-- BEGIN Text excerpt --

# Opinions on hunting clothing



## monster7 (Nov 17, 2010)

Just looking for some opinions and advice on hunting clothing. I currently have a Scent Blocker suit but it's only good for early season. During late bow season I find myself layering up and feeling like the little kid from Christmas story. I had my eyes on the Scent Blocker Mack Daddy but the price tag is a bit steep. I am not partial to Scent Blocker or any other clothing brand, just looking for something to use during the colder part of the season. I am also not 100% sold on the carbon scent control, but I do believe there are benefits to the clothing. I heard somewhere that Under Armour has a new technology that is supposed to be better than what has been on the market for years....thoughts?

What do you guys think? Scent Blocker, Scent Lok, Under Armour, Cabelas....I just need something to keep me warm with the need to layer a ton underneath. It's also needs to come in larger sizes....XXL for the big fella haha

Thanks in advance for your help.


----------



## M.Magis (Apr 5, 2004)

I suppose everyone is different, but for me there are two key words; wool and layers. Well, maybe three, I also like a polypropylene blend layer.


----------



## leupy (Feb 12, 2007)

While I have scent blocker leafy wear, I do not believe in any of the scent blocker ads. I like the camo but I still play the wind. I have had bucks down wind that I am sure did not see me bolt when the wind shifted I also have had an entire group (10-12) deer all raise the heads at the same time and look directly at me from over 100 yards a few seconds after a gust of wind. My advise is to buy over sized camo that is tight fitting and then layer under it to suit the weather there is no one camo for all weather.


----------



## Mr. A (Apr 23, 2012)

I don't believe I can "beat" a deers nose. I have been in several different situations where I had scent block type clothing on and still got made.

Because I'm getting frugal I don't use the scent block clothes at all. I wash my regular hunting clothes 5 - 7 weeks before hhunting season, using non-scented soap and 2 extra rinse cycles. Then I take a handfull of dirt and some pine cones, put them in a bag with the clean dry clothes and leave till a couple days before. Then I keep the clothes outside away from typical home smells (like cooking).

I shower and use unscented soap the day before, and use some fox urin on my cap andd boots on my way out. This has worked as goor or better than any of the other stuff. Just my routine but do what works for you....

-- END Text excerpt --
-- BEGIN Information provided --

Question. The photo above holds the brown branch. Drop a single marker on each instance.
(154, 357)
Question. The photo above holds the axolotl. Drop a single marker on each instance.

-- END Information provided --

* [Short task 1] Revise the hunting clothing thread from "What do you" up to and including "(Apr 5, 2004)", swapping "Cabelas" for "Sitka".
* [Short task 2] In the hunting clothing thread, how long before hunting season does Mr. A wash his regular hunting clothes?
Work from the hunting clothing thread alone.

* [Written solution 1]
What do you guys think? Scent Blocker, Scent Lok, Under Armour, Sitka....I just need something to keep me warm with the need to layer a ton underneath. It's also needs to come in larger sizes....XXL for the big fella haha

Thanks in advance for your help.


----------



## M.Magis (Apr 5, 2004)

* [Written solution 2] Five to seven weeks before hunting season.